__Extract provided__:
·····

Ernie Yacub, Comox Valley advocate for the legalization of marijuana is skeptical, but hopeful about the outcome of the open caucus Liberal Senate Forum on the legalization of marijuana.
Since the spring of 2014, the Senate Liberals have been holding Open Caucus meetings—public included– with the stated goal of fostering nonpartisan discussion on issues facing Canadians. We invite all parliamentarians as well as the public to attend. The February 24th Open Caucus, will discuss the legalization of marijuana. In its speech from the throne, the government reaffirmed its commitment to legalize marijuana during this term of office. Recent polls suggest that the majority of Canadians support such a move. The Open Caucus will discuss how best to proceed with legalization.As How and by whom should marijuana be sold? What steps can be taken to ensure marijuana stays out of the hands of minors? What tools are available to police for those driving under the influence? http://liberalsenateforum.ca/open-caucus/february-24-2016-legalization-marijuana/
Ernie’s response to information so far posited:

“As legislators who will be voting on this legislation in the near future, we are looking to inform ourselves and others on how to go about this in a responsible way that works and can last. We recognize that we cannot touch on all aspects of legalization during a two hour meeting.”

·····

__Information__:

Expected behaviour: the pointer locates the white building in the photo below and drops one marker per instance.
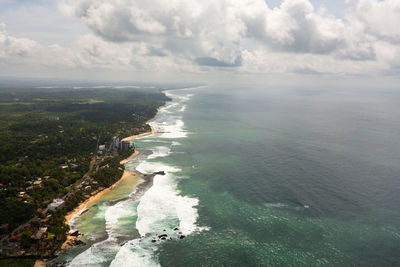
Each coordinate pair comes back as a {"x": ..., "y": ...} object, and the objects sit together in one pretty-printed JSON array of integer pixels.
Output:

·····

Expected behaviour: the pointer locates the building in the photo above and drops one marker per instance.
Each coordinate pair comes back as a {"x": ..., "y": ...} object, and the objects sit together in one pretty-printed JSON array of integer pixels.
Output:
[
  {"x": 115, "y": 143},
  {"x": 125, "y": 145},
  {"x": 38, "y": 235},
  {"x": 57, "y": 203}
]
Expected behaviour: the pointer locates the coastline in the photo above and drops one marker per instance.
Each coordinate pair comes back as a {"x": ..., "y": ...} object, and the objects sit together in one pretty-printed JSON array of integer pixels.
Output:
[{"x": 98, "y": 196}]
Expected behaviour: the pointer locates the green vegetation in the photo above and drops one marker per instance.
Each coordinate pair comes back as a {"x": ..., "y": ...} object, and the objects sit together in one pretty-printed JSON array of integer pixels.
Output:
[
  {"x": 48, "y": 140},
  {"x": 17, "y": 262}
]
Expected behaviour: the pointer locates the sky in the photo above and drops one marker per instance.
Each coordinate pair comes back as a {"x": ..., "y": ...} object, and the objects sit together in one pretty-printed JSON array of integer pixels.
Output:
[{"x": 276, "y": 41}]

·····

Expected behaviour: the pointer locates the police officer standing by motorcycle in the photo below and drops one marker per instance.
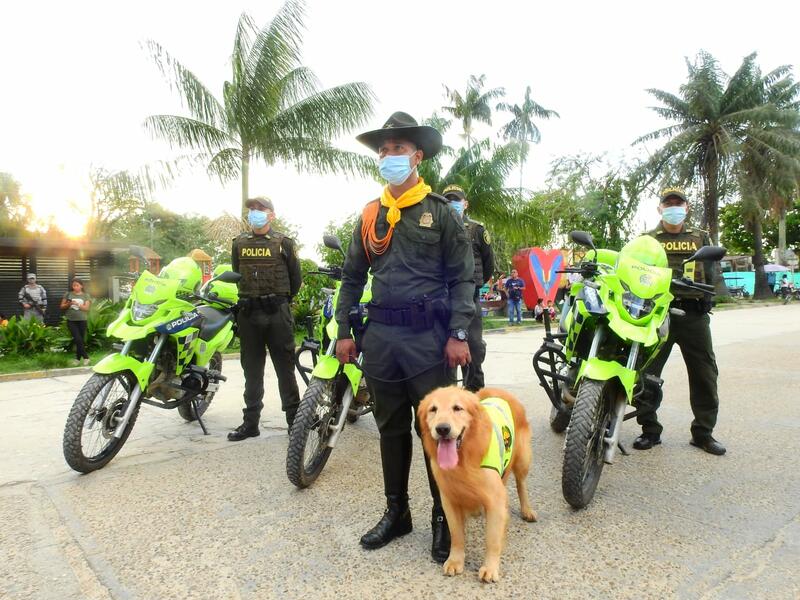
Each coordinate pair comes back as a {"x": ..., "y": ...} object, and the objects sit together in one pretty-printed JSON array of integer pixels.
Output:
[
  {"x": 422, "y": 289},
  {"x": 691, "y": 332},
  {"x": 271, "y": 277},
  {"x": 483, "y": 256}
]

·····

__What you need to do__:
1. For the text on the Senate marijuana forum, decide whether each statement agrees with it, and answer yes or no with the deciding words quoted exactly.
(a) The Senate Liberals have been holding Open Caucus meetings since the spring of 2014.
(b) The February 24th Open Caucus is planned as a three-hour meeting.
(c) Ernie Yacub is described as confident about the forum's outcome.
2. Write out the text on the Senate marijuana forum word for word, from "Ernie Yacub, Comox" up to and including "on the legalization of marijuana.".

__Solutions to the tasks__:
1.
(a) Yes: "Since the spring of 2014, the Senate Liberals have been holding Open Caucus meetings"
(b) No: "we cannot touch on all aspects of legalization during a two hour meeting"
(c) No: "is skeptical, but hopeful about the outcome of the open caucus Liberal Senate Forum on the legalization of marijuana"

2.
Ernie Yacub, Comox Valley advocate for the legalization of marijuana is skeptical, but hopeful about the outcome of the open caucus Liberal Senate Forum on the legalization of marijuana.